What to produce: The records must be retyped exactly, with no pictures included.

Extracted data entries
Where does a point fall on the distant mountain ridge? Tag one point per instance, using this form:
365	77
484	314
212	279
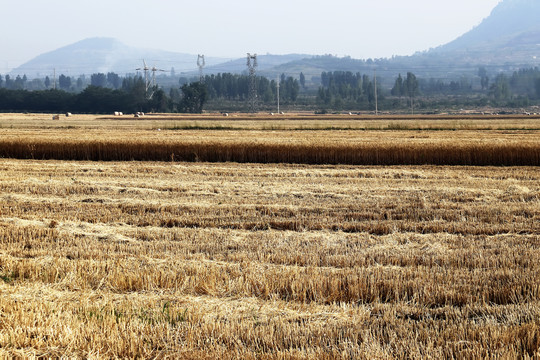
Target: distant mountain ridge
104	55
509	20
508	39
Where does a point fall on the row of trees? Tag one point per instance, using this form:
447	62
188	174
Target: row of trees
229	86
339	90
132	96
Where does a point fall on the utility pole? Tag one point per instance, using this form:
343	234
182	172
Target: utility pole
252	66
278	93
201	63
375	81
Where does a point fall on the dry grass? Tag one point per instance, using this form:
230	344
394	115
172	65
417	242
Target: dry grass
296	139
198	260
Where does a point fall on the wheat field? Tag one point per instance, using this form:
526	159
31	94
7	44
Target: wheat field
195	260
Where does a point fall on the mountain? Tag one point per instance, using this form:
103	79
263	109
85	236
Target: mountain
104	55
512	24
110	55
508	39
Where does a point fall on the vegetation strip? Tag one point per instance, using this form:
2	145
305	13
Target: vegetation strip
241	152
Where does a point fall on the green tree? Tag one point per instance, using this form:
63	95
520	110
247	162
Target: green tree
397	90
99	80
500	89
302	80
411	88
194	97
64	82
484	79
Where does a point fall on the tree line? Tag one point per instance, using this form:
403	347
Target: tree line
338	90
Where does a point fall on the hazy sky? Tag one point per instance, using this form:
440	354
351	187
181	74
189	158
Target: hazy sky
231	28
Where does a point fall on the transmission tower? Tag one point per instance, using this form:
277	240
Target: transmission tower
252	95
201	63
146	81
154	69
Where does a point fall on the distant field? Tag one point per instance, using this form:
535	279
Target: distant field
300	139
231	260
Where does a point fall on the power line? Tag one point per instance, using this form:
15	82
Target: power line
252	66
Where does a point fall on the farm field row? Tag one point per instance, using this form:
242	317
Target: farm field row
517	143
275	122
206	260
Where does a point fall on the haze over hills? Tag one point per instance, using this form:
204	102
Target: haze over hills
104	55
110	55
506	40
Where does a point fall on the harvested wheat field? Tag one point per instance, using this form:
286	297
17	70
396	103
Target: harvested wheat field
174	259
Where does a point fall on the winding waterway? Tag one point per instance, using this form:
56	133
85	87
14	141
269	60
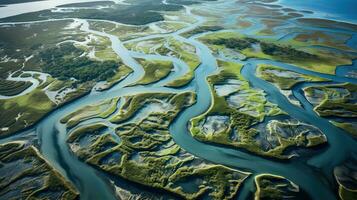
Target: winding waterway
94	185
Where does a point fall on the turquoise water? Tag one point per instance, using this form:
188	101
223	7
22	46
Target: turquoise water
339	9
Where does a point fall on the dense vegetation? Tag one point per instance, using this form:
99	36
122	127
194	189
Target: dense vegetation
10	88
65	62
267	48
202	29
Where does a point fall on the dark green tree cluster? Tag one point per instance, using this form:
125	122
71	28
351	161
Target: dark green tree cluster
284	51
66	61
234	43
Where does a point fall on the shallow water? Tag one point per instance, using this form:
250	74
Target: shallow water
53	135
344	10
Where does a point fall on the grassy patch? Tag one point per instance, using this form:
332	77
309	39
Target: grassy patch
11	88
155	70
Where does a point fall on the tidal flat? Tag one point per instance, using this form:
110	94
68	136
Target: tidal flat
169	99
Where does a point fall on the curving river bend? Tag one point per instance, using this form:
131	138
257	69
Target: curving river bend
92	184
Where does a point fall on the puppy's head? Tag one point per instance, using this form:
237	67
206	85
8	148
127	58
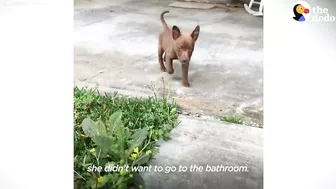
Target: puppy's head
184	43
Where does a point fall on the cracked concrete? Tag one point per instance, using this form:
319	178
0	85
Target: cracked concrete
116	47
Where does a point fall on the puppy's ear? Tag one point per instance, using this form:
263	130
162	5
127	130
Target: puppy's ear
195	33
176	32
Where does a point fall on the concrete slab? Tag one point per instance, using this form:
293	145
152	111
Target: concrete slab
115	40
116	48
203	142
192	5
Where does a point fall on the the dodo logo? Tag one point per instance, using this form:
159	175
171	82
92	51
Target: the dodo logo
301	11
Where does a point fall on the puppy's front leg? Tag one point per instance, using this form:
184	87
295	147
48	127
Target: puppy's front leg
185	69
169	65
160	53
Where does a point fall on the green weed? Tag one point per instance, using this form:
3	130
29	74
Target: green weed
111	130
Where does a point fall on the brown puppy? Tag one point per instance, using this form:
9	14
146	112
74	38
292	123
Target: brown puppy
176	45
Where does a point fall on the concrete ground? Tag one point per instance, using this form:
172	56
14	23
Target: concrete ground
206	142
116	49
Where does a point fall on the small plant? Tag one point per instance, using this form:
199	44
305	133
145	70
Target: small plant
111	130
114	146
233	118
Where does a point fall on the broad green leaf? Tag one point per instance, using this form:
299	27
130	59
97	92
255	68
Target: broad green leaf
103	141
113	118
101	130
89	127
142	159
138	181
138	137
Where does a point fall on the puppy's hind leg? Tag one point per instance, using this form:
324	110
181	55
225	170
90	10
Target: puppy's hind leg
160	53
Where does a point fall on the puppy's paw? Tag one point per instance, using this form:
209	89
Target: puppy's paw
171	71
163	69
186	84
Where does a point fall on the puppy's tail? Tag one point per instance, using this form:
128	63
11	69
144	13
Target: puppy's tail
162	19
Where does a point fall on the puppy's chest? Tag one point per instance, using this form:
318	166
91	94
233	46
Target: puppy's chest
170	53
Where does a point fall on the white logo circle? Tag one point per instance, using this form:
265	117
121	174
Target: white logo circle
305	9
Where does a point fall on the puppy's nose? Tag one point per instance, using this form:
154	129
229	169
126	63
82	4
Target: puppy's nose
185	61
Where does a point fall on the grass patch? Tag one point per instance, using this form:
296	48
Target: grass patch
112	130
234	118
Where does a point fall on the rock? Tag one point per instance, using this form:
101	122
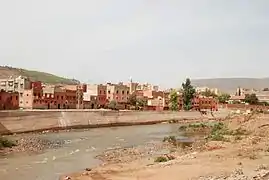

Result of the exercise:
Where does a point fall on the distant mountain ridge? Tag one point per instance, using this form:
365	77
484	314
212	279
Target: distant mountain ridge
104	55
509	20
508	39
Where does a point fall on the row of trees? Tag one point per instance, using this form:
447	62
188	174
Target: row of trees
229	86
339	90
132	96
Where does a point fall on the utility pole? Tag one point per instance, using this form:
343	234
182	172
Target: utility pole
252	66
278	93
201	63
375	81
Where does a point fall on the dry grass? Tag one point per instance, using this form:
230	344
394	115
172	65
417	242
Target: dry grass
296	139
198	260
Where does a point fall on the wheat field? Tag one point per instance, using this form:
526	159
31	94
7	44
Target: wheat field
195	260
Where does a point fall on the mountain? Tag one point per instance, using this form:
103	79
263	109
85	236
Target: mountain
104	55
512	24
110	55
508	39
Where does a point fall on the vegetation strip? Tag one point per instance, using this form:
2	145
305	13
Target: vegetation strip
241	152
Where does a point fall on the green tree? Tag one point per instance, using this form:
63	95
520	110
247	162
Target: green tree
397	90
99	80
500	89
302	80
411	88
194	97
64	82
484	79
Where does a point fall on the tree line? Tag one point per instance, using this form:
403	347
Target: tree line
338	90
Where does a point fall on the hazy sky? Tag one point per instance, using this form:
440	354
351	187
181	74
189	158
Target: hazy sky
231	28
Where does a point fall on the transmission tower? Tag one point per instance, using this form:
277	240
Target: transmission tower
252	95
201	63
146	81
154	69
Where does a point fall on the distant field? Tag one point per instance, using this form:
535	279
Target: distant field
300	139
231	260
Where does a point fall on the power line? Tag one point per instance, using this form:
15	82
Target: power line
252	66
Where does a point fall on the farm field row? Tag one point per instance, using this form:
242	317
Target: farm field row
517	143
275	122
206	260
Where does a point fall on the haze over hills? Tag one point per instance, using this form:
204	102
Target: haze over hills
104	55
110	55
506	40
Where does a point fall on the harvested wheat field? Tag one point per instance, using this form:
286	297
17	70
396	103
Target: harvested wheat field
174	259
Where does a point fall on the winding waterway? Tag one point per instance, using this form:
56	133
85	87
14	141
269	60
Target: winding waterway
94	185
Where does a point fall on the turquoise water? Tag one point per instance, using this form:
188	101
223	7
22	46
Target: turquoise water
339	9
Where does a point fall on the dense vegetation? Tag one point per instance, using this form:
99	36
122	127
194	189
Target: dense vegetation
10	88
65	62
267	48
202	29
Where does a point fall on the dark green tree cluster? Tag one point per instance, using this form:
125	122
71	28
351	161
Target: dark green tree cluster
284	51
66	61
234	43
Where does a point fall on the shallow water? Tag one point per instance, using this form:
250	74
Target: shallow water
53	135
344	10
Where does a point fall on the grassy patch? Tag one point per instance, using this form:
332	77
309	39
Target: grassy patch
11	88
155	70
Where does a point fall on the tidal flat? Tag one point per instance, using this form:
110	94
68	136
Target: tidal flat
169	99
Where does a point fall on the curving river bend? Tag one point per instance, using this form:
131	138
257	69
Target: curving river bend
92	184
Where does a point fall on the puppy's head? Tag one point per instance, using this form:
237	67
206	85
8	148
127	58
Target: puppy's head
184	43
Where does a point fall on the cracked concrete? Tag one point per instance, using this form:
319	178
0	85
Target: cracked concrete
116	47
Where does a point fall on the puppy's ear? Tag one point per instance, using this form:
263	130
162	5
127	130
Target: puppy's ear
195	33
176	32
Where does a point fall on the concrete slab? Tag one point per instance, using this form:
293	145
152	111
Target: concrete slab
115	40
116	48
203	142
192	5
Where does a point fall on the the dodo logo? Tag one point per instance, using this form:
159	175
171	82
92	51
Target: the dodo logo
301	11
Where does a point fall on the puppy's front leg? Tag one point per instance, using this form:
184	87
295	147
48	127
Target: puppy's front leg
185	69
169	65
160	53
Where does a point fall on the green weed? Tag one point per instance, using this form:
3	130
29	74
Target: green weed
111	130
Where does a point fall on the brown puppy? Tag one point per instance, using this form:
9	14
146	112
74	38
292	123
Target: brown puppy
176	45
Where does a point fall on the concrete ground? Tag one point per instance, using this form:
172	56
14	23
Target: concrete ground
206	142
116	49
Where does a point fall on the small plant? Tag one point per instance, using this form:
199	44
305	133
145	70
Target: small plant
111	130
114	146
233	118
Where does a point fall on the broad green leaf? Tag one point per instance, using this form:
299	27
130	59
97	92
255	68
Target: broad green leaf
103	141
113	118
101	130
89	127
142	159
138	181
138	137
Where does a point fall on the puppy's hind leg? Tag one point per instance, using this form:
324	110
181	55
225	170
90	10
Target: puppy's hind leg
160	53
Where does a point fall on the puppy's paw? Tag one point per instance, using this form:
209	89
Target: puppy's paw
171	71
163	69
186	84
Where does a point fall on the puppy's tail? Tag one point per instance, using this form:
128	63
11	69
144	13
Target: puppy's tail
162	19
Where does a point fall on the puppy's chest? Tag one point per instance, using this form:
318	166
91	94
233	46
Target: puppy's chest
170	53
Where does a point fall on the white logo circle? Tag one point per instance, using this form:
265	117
121	174
Target: white logo circle
305	9
Where does a point fall on the puppy's nose? Tag one point per instance, using this form:
154	129
229	169
126	63
82	4
Target: puppy's nose
185	61
Where does a point fall on the grass patch? Tag one point per instance, using this form:
296	48
Target: grass patch
112	130
234	118
Where does a point fall on the rock? Tag one point per instance, using this form:
101	122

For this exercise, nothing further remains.